• _DATA PROVIDED_:

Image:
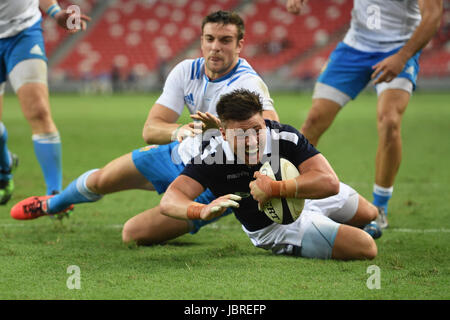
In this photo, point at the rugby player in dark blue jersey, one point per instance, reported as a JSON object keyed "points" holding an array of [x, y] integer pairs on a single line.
{"points": [[228, 166]]}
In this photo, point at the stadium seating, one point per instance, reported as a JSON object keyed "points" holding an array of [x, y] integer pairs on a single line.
{"points": [[54, 35], [136, 36], [275, 37], [139, 35]]}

• _TASK GOAL_: Rewrite the items above with "jersey" changed to "shirt" and everything else kept the same. Leave out the pictures.

• _EXERCISE OUTPUT_:
Image:
In this photo, point at the rugby player in dark blue shirt, one point per instance, reported as a JSON object keyed "points" holding an array of [x, y] integer pairs on a single line.
{"points": [[228, 166]]}
In this photo, point at the stadium seating, one point per instance, reported as a JSON object keyed "points" holding an array of [x, y] integer pairs on a single line.
{"points": [[54, 35], [136, 36], [275, 37], [139, 35]]}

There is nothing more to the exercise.